| Texto fuente |
****************

No es lo que uno espera escuchar, irrita al principio, pero una de las pocas cosas que te permitirán confirmar tu existencia, uno de los pocos momentos en que se puede corroborar que se está vivo, es en el momento de pagar. En el occidente capitalista es así. Ahora si vos naciste en la India, si tus papis te quemaron un ojo con una brasa ardiente al nacer para que seas un mendigo de mayor contundencia, si te bañás tres veces por día en el Ganges, bueno, entonces puede que sea distinto. Si todas las mañanas tu tarea es llevar a pastorear a los dos ñus de la familia por las praderas del Tíbet, bueno, puede ser distinto, en esa situación, también.
Pero si no, si vivís en Europa o en América, si vivís en una ciudad (incluso de Oriente), entonces el único momento en que existís, en que podés saber que existís, es al pagar.
Cuando pagás un pedazo de 437 gramos de queso Fontina en la fiambrería, cuando pagás un par de zapatillas con suelas hechas de piel de pito de rinoceronte bebé, cuando le pagás al psiquiatra para contarle que el heladero, antes de pasarte el cucurucho por encima del mostrador, se rascaba el culo, bien adentro, y cambiaba de mano otra vez.
Pago, luego existo. Así debió ser la filosófica frase. A nadie le importa lo que pienses, mucho menos lo que sientas. Pagás y es una cinética chispa de magia de la emoción más pura. Antes de pagar, es bastante sencillo, no sos, no estás, y después de pagar, inmediatamente después, desaparecés.

****************

[Registros de anotación de puntos]

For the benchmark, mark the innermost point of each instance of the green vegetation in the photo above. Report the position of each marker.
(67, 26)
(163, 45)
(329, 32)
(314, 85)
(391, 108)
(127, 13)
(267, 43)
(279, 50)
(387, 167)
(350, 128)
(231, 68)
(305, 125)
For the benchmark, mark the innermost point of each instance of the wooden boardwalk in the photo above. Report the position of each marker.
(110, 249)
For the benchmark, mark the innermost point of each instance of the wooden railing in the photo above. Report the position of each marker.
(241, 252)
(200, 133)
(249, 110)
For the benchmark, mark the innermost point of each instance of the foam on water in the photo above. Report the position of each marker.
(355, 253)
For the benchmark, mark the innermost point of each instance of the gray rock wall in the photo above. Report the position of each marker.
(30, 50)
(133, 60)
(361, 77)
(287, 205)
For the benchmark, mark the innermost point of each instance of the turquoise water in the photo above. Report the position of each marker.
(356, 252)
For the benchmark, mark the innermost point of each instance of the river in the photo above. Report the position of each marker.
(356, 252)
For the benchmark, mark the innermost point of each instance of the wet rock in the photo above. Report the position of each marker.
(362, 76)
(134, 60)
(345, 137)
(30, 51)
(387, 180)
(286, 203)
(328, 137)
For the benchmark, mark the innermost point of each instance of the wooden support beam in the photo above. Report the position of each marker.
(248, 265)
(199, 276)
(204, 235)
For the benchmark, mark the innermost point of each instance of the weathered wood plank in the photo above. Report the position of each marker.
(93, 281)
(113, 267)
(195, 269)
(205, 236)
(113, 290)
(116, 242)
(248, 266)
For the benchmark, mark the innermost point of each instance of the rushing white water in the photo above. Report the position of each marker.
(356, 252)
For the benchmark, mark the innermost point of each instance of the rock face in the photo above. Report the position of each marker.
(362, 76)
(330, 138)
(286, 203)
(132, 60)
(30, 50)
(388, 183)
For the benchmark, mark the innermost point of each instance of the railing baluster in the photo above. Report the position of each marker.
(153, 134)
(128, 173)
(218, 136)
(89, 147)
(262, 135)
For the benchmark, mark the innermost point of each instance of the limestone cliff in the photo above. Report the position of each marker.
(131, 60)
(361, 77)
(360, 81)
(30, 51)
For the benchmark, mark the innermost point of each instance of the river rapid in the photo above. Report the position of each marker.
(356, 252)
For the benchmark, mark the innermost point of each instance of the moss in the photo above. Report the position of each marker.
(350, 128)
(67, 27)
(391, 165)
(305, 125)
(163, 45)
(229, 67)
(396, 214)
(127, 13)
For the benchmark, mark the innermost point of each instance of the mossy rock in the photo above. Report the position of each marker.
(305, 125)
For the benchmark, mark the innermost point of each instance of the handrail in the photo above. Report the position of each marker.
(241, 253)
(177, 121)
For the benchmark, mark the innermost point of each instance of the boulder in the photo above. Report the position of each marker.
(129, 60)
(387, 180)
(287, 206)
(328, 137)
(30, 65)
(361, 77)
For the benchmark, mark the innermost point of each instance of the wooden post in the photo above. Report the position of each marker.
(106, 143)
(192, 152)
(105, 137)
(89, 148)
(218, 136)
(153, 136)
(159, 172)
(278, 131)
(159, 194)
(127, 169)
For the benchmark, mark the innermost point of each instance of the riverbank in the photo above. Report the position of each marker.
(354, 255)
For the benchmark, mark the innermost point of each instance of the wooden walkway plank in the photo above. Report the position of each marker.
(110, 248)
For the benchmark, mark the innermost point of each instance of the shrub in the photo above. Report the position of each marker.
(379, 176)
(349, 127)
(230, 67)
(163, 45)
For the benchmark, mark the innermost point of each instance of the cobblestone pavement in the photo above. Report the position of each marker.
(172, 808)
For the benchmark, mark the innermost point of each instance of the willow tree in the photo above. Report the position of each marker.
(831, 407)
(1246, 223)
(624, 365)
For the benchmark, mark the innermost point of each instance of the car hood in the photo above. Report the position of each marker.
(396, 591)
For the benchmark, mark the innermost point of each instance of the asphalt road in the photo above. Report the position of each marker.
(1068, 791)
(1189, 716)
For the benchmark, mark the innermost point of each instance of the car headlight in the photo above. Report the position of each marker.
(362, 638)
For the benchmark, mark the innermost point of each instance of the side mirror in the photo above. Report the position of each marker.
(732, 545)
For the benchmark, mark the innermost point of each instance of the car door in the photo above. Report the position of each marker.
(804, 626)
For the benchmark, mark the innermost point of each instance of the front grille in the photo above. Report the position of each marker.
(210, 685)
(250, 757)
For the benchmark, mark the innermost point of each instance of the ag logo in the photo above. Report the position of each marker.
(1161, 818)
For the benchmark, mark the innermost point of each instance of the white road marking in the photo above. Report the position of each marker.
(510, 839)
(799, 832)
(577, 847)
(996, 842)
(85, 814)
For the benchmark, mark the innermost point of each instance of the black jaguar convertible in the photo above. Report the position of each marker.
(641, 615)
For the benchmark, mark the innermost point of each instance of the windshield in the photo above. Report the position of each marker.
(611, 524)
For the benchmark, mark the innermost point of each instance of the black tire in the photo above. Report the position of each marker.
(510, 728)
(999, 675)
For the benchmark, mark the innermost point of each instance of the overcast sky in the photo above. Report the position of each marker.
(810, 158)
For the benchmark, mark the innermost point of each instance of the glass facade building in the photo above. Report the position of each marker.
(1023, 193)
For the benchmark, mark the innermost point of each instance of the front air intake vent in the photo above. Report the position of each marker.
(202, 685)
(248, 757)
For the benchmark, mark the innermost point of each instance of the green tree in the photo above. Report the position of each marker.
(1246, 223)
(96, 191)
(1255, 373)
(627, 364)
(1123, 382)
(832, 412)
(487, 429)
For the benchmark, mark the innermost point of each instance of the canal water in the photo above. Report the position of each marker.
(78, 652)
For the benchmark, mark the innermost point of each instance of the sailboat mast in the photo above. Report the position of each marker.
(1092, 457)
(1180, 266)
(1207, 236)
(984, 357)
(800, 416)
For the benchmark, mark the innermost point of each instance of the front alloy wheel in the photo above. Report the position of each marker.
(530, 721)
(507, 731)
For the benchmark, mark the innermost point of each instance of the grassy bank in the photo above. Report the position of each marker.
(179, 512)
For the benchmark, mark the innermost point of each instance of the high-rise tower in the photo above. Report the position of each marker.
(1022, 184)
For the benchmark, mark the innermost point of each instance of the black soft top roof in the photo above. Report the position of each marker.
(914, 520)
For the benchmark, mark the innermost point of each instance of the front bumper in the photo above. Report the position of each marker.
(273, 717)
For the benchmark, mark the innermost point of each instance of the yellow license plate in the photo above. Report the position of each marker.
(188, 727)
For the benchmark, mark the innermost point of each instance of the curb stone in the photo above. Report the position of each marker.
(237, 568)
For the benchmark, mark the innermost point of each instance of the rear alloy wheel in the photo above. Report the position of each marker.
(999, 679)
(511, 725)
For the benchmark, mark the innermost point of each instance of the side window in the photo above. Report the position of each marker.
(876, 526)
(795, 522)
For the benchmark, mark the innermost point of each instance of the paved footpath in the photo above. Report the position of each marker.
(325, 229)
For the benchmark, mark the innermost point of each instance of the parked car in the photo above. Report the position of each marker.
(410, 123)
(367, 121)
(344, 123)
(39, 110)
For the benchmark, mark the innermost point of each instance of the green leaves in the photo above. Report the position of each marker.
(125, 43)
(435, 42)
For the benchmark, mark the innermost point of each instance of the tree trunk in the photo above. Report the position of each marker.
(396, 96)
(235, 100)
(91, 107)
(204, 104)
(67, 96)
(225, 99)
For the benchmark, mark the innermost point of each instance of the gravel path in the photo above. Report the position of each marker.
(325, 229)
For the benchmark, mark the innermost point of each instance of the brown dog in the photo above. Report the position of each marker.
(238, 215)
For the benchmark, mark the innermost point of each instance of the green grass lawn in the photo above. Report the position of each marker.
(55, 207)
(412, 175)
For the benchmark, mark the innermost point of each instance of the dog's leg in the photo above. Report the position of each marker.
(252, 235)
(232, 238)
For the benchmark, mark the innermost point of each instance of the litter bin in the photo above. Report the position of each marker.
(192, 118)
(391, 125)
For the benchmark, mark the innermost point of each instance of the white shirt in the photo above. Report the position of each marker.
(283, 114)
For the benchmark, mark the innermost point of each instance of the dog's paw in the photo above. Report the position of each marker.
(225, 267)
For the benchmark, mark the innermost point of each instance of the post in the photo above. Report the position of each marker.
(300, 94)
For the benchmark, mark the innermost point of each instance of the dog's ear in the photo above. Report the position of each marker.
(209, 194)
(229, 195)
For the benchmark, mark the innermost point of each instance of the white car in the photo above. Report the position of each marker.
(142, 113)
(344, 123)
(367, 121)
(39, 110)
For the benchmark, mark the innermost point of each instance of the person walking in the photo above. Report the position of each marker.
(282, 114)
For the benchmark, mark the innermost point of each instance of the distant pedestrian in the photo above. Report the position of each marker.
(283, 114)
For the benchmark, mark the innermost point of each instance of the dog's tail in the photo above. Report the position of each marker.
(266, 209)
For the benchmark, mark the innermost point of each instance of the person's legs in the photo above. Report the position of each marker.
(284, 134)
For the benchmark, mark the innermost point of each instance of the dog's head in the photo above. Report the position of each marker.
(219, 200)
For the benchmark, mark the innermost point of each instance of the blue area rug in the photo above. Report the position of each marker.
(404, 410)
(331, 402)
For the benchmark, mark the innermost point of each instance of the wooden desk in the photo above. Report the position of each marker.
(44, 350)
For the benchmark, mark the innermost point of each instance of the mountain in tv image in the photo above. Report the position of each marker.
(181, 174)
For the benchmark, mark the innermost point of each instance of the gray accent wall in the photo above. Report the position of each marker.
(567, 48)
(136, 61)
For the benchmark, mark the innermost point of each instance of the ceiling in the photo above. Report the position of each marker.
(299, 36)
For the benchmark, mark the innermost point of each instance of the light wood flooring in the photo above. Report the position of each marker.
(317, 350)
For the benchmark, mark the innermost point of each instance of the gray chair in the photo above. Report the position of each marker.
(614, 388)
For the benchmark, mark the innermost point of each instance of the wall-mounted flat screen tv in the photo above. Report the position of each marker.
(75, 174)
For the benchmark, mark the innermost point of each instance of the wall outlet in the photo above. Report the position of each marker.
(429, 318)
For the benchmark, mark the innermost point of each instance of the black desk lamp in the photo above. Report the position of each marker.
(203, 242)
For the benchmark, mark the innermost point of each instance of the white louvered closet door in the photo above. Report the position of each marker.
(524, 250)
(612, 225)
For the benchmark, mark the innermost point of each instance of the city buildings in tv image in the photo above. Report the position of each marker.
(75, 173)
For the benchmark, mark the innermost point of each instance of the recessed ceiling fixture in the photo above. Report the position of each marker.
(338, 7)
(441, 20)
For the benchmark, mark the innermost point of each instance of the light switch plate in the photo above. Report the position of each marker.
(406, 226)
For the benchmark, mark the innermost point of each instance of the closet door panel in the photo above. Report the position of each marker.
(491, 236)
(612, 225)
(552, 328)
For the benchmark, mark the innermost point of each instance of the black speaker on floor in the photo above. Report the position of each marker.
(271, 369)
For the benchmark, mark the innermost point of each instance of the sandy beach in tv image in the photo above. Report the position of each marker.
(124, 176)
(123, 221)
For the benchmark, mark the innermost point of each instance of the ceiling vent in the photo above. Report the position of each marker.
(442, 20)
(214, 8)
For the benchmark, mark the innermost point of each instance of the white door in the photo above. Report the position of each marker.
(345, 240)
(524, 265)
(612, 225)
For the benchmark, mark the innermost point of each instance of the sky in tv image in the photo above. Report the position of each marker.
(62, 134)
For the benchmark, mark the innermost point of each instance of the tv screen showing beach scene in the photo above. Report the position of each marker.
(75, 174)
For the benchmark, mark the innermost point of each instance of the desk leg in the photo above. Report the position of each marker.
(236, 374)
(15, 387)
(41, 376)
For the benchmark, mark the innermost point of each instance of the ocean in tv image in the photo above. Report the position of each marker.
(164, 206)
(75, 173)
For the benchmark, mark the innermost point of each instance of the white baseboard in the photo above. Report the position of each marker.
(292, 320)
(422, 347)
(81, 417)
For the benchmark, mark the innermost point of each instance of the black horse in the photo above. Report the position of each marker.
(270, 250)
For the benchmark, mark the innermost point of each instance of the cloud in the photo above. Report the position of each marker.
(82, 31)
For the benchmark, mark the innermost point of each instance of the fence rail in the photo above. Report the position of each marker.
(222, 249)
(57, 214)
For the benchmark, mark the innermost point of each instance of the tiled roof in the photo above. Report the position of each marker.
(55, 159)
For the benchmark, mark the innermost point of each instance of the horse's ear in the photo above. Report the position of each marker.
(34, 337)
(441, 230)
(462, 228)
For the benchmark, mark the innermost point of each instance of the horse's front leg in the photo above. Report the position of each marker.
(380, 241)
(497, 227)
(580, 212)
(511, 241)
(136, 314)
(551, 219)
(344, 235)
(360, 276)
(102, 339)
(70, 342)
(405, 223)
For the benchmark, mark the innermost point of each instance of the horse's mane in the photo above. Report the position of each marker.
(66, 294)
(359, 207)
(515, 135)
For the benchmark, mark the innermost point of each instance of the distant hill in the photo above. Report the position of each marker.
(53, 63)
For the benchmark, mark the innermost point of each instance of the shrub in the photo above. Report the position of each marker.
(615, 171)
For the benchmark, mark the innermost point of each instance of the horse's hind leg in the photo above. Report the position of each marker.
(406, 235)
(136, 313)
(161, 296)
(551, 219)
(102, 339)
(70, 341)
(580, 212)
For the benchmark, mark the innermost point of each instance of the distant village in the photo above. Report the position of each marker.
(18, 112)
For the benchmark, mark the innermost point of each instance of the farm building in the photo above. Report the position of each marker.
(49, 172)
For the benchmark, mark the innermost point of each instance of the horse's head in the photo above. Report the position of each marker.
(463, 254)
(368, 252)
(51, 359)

****************

| Tareas propuestas |
1. Según el texto sobre el acto de pagar, ¿qué frase filosófica debió haberse dicho?
2. Presenta como tabla Markdown, con las columnas «N.º» y «Línea», las líneas de los registros que van desde la que contiene "of the farm" hasta el final de los registros, ambos extremos incluidos. Omite las líneas en blanco.
El texto y los registros son independientes entre sí.

| Resultados por tarea |
1. «Pago, luego existo».

2.
| N.º | Línea |
|---|---|
| 1 | For the benchmark, mark the innermost point of each instance of the farm building in the photo above. Report the position of each marker. |
| 2 | (49, 172) |
| 3 | For the benchmark, mark the innermost point of each instance of the horse's head in the photo above. Report the position of each marker. |
| 4 | (463, 254) |
| 5 | (368, 252) |
| 6 | (51, 359) |